▸ **TO DO**
Wherever the word "clear" shows up in the data, report the line it sits in.

▸ **Dataset entries**
● ● ●

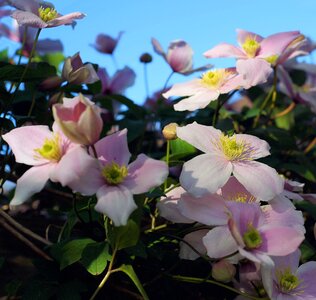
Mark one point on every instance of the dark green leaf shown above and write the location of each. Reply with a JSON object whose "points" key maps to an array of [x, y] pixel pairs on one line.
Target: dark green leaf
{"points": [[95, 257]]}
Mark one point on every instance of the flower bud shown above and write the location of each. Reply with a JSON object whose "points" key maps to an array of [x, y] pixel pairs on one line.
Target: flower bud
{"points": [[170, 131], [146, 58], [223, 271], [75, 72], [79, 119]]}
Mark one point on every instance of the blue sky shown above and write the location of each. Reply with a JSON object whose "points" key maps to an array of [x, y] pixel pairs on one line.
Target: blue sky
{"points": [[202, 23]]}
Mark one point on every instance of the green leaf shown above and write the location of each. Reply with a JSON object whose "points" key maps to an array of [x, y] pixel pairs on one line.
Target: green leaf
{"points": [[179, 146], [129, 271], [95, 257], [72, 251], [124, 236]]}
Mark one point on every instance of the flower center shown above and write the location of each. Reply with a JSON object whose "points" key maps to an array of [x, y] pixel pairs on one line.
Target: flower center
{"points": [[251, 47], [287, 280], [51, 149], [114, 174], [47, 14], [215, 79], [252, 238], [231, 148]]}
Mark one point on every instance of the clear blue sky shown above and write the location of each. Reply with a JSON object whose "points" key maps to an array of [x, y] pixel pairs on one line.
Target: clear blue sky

● ● ●

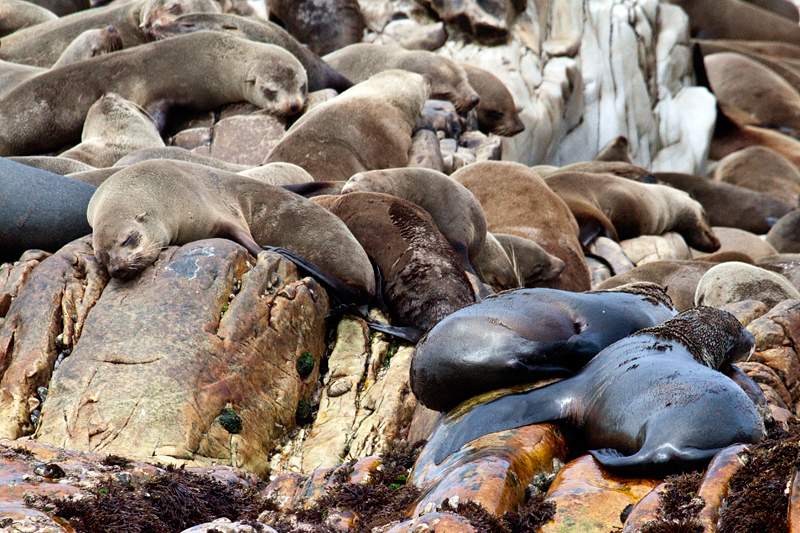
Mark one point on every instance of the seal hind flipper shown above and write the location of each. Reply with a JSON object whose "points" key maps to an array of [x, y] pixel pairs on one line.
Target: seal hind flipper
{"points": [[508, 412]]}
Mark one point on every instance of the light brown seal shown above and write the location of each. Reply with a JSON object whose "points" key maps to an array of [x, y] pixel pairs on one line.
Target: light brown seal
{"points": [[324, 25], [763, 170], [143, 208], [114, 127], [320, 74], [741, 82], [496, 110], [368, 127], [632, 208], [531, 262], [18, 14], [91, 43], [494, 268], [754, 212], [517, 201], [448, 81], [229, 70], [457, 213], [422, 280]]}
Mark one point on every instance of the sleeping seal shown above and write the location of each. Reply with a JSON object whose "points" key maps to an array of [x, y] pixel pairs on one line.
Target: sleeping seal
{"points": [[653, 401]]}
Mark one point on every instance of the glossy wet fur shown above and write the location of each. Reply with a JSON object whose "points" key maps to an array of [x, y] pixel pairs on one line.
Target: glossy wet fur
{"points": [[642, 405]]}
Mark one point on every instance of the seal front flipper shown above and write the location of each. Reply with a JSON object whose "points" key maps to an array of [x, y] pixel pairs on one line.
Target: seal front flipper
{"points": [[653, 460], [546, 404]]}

● ● ●

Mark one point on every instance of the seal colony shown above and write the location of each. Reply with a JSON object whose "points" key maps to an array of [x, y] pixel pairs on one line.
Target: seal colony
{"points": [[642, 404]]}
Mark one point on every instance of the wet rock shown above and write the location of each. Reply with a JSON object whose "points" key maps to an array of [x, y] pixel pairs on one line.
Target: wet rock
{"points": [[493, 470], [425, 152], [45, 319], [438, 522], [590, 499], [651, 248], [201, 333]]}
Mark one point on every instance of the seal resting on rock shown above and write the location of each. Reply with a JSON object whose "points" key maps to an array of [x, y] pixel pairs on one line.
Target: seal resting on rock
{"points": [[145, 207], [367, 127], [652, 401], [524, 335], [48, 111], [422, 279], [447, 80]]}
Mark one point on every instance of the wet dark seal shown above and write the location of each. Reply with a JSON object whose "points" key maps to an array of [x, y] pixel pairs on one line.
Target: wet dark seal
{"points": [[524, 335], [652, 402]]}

● ● ●

▸ **ANSWER TO THIS PROBLEM**
Mark one point on every instance of the clear blue sky shown above and write the location of each. Reply with a JSON object whose "points" key maps to an array of [x, y] pixel pairs on one line.
Target: clear blue sky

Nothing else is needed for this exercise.